● **TASKS TO PERFORM**:
• a. Answer these questions from the passage on Arthur Porritt:
(i) In which event did Porritt win a medal at the 1924 Paris Olympics?
(ii) During which years did he serve as Governor-General of New Zealand?
(iii) To which university did his Rhodes Scholarship take him?
• b. In the passage on Arthur Porritt, turn the paragraph beginning "Porritt was Governor-General of New Zealand" into a short list that keeps its main facts.
• c. Carry the passage on Arthur Porritt forward from its final sentence.

● **TEXT UNDER STUDY**:
*** Begin section ***

Shortly before his death in 1994, Arthur Porritt was musing on the irony of his life. Through his long life, Porritt achieved an enormous amount, yet he considered he was best remembered for something he did way back in 1924 in less than 11 seconds.
Porritt earned the Olympic 100m sprint bronze medal at Paris that year, behind the legendary Harold Abrahams and Jackson Scholz. That final has been made more famous by the award-winning film Chariots of Fire. Porritt was New Zealand team captain and flag-bearer at Paris.
He felt he was better over 200m than 100m, and, in fact, reached the 200m semi-finals in Paris. But he said he was so excited by his bronze medal in the shorter event that he did not concentrate as he might have in the 200m.
(Until Abrahams' death in 1978, he and Porritt and their wives had dinner at 7pm on July 7, the precise time of the Paris 100m final.)
Porritt was Governor-General of New Zealand from 1967-72. He was a life member of the International Olympic Committee, was awarded the US Legion of Merit for his services during World War II, and for more than 30 years was surgeon to the royal family.
His was a life of glittering achievement, and he ranks among the really great New Zealanders, yet, as he said, that Olympic medal remained a continuing influence throughout his life.
Porritt, the son of a GP, attended Wanganui Collegiate, and then pursued a medical career. In 1923, after three years at Otago University, he was awarded a Rhodes Scholarship to Oxford University.

*** End section ***

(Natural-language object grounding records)
*** Begin section ***

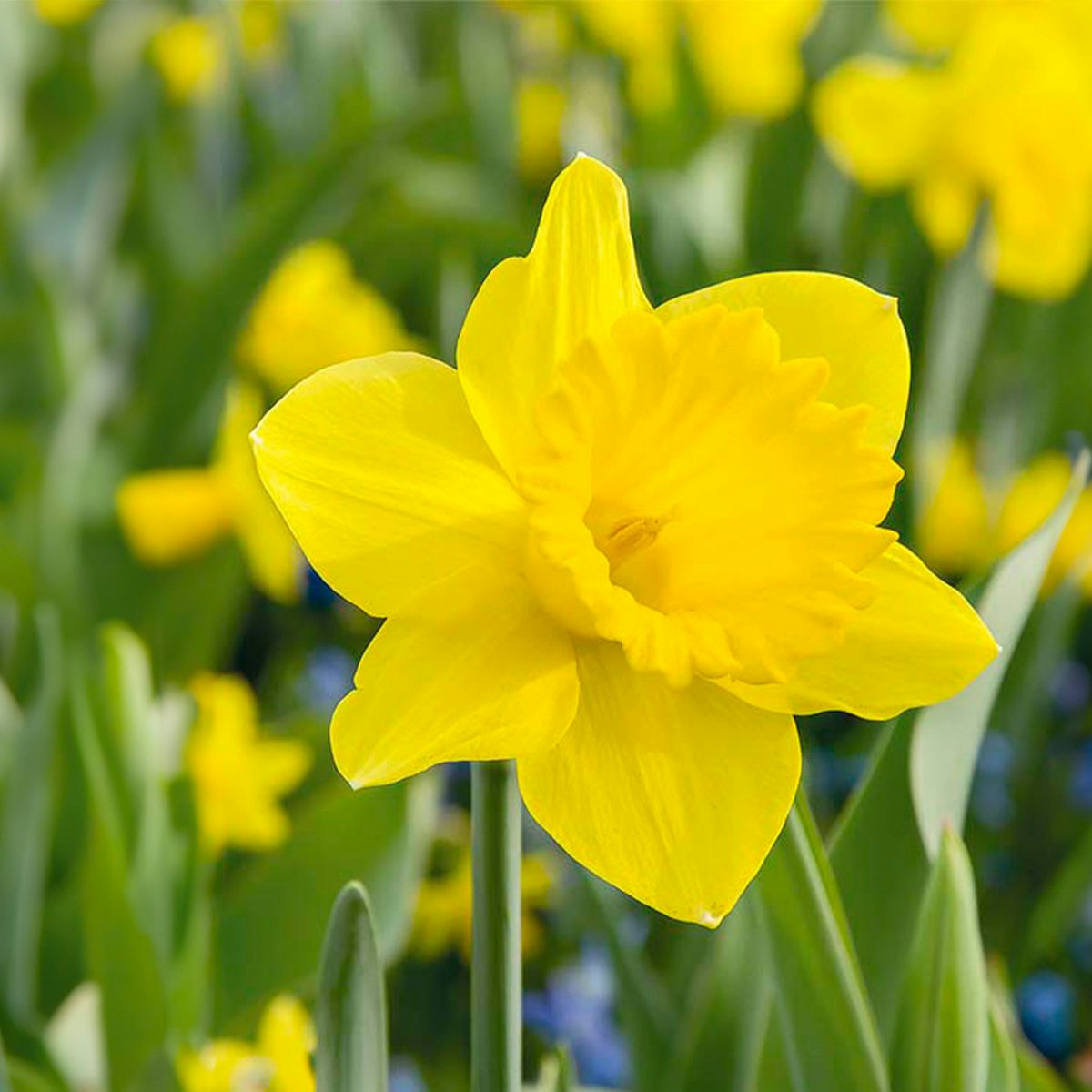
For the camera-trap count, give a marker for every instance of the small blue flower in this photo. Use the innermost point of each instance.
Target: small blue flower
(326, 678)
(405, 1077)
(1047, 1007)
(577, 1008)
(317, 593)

*** End section ***
*** Begin section ***

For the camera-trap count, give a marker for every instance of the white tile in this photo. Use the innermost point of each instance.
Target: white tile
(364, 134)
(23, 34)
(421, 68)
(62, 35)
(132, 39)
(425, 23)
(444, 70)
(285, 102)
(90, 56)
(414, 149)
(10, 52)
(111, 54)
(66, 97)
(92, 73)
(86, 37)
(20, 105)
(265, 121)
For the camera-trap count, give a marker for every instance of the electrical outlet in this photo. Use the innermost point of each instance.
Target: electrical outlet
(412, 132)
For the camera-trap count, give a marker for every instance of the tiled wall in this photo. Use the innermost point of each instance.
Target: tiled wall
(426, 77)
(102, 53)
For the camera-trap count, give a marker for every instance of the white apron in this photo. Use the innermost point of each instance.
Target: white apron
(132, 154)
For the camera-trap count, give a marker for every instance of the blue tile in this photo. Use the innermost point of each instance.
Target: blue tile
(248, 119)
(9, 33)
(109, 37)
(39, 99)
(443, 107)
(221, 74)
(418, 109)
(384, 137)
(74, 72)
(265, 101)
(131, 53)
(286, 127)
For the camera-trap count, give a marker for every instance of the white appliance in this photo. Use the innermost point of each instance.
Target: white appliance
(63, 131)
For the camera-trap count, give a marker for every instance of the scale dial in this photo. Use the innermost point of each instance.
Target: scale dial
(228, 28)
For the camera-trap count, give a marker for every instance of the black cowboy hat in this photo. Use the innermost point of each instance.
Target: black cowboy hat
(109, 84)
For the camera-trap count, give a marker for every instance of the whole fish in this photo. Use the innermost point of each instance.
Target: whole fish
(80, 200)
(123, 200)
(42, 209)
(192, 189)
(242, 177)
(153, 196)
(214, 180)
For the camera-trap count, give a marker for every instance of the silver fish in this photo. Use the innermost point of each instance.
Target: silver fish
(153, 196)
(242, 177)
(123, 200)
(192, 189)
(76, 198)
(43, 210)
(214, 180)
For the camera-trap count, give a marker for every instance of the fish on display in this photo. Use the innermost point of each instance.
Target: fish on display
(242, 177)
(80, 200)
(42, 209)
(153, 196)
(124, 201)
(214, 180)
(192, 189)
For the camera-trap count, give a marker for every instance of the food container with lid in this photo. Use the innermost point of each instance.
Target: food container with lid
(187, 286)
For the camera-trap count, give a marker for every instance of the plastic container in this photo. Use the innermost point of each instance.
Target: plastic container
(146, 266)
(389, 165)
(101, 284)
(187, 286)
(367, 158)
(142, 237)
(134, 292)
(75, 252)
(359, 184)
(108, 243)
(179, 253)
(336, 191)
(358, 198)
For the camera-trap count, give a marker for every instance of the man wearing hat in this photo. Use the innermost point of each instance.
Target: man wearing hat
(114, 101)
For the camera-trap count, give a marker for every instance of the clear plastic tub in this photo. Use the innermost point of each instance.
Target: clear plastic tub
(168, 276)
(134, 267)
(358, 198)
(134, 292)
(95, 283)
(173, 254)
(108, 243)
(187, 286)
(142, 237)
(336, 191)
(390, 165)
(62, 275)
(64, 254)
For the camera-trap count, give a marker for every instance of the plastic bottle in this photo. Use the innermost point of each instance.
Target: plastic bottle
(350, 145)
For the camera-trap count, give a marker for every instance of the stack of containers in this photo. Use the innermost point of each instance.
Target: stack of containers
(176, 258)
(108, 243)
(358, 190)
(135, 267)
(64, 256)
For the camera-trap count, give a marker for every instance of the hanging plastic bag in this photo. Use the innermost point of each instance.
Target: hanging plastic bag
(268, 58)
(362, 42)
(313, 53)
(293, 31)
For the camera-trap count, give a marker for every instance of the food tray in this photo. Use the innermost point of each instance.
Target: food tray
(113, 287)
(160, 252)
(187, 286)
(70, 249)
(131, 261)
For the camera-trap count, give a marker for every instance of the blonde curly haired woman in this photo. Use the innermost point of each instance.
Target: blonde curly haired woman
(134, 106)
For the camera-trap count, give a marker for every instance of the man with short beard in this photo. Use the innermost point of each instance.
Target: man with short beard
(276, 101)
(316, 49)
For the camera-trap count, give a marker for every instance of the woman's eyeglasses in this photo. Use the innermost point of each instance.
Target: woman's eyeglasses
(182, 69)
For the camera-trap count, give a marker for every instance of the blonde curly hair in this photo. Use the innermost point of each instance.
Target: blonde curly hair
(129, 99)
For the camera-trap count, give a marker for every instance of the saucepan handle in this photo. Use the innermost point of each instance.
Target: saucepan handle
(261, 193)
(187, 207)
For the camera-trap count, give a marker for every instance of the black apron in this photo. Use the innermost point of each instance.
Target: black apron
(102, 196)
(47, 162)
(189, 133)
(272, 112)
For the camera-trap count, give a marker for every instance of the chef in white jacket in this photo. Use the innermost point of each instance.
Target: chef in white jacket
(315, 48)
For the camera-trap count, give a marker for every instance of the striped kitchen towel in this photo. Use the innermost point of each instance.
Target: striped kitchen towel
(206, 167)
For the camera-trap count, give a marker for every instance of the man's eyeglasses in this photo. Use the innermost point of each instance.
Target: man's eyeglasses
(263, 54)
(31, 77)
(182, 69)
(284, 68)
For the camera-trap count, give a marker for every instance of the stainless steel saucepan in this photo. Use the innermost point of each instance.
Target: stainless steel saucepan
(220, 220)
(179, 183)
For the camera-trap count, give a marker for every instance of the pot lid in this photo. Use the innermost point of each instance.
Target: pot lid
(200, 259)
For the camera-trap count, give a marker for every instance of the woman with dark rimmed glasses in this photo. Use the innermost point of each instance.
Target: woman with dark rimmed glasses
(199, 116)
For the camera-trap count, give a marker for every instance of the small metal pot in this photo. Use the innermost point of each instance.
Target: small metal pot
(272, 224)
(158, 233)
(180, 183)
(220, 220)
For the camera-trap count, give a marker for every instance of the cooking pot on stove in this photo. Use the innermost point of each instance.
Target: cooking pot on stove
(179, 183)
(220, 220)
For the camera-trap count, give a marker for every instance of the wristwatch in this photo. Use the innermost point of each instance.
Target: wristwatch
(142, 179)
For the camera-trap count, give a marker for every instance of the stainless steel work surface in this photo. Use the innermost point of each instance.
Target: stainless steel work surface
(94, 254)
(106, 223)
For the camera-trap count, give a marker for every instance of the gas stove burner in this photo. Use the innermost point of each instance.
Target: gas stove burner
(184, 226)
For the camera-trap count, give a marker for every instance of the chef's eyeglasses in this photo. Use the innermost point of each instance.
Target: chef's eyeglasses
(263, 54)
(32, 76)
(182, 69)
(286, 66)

*** End section ***

● **RESULTS IN ORDER**:
• a.
(i) The 100m sprint, where he earned bronze.
(ii) 1967-72.
(iii) Oxford University.

• b.
- Governor-General of New Zealand, 1967-72
- Life member of the International Olympic Committee
- Received the US Legion of Merit for services in World War II
- Surgeon to the royal family for more than 30 years

• c.
By then he had shown himself to be New Zealand's top sprinter and a leading hurdler. He won his only New Zealand title when he finished third to visiting American Morris Kirksey and the Australian, "Slip" Carr, in the 100 yards in 1923.
For decades after winning his bronze medal at Paris, Porritt remained closely linked with the Olympics. He was chosen to compete at the 1928 Amsterdam Olympics, but could not run because of injury, though he still captained the team.
He was elected to the International Olympic Committee in 1934 – the youngest of the IOC's 20 members - and remained on the committee until 1967, when he became the New Zealand Governor-General. He was then accorded life membership of the IOC. He was from 1961-67 the first President of the IOC Medical Commission.
Porritt was manager of the 1934 New Zealand team to the Empire Games in London and later became chairman of the British Empire and Commonwealth Games Federation, serving for nearly 20 years until resigning in 1968.
In 1936 he was the New Zealand Olympic team manager and made the ultimately correct decision that Jack Lovelock should run the 1500m in Berlin and bypass the 5000m.
He presented Olympic gold medals to Yvette Williams (1952), Murray Halberg (1960) and Peter Snell (1960 and 1964).
Besides his sports contributions, Porritt excelled elsewhere.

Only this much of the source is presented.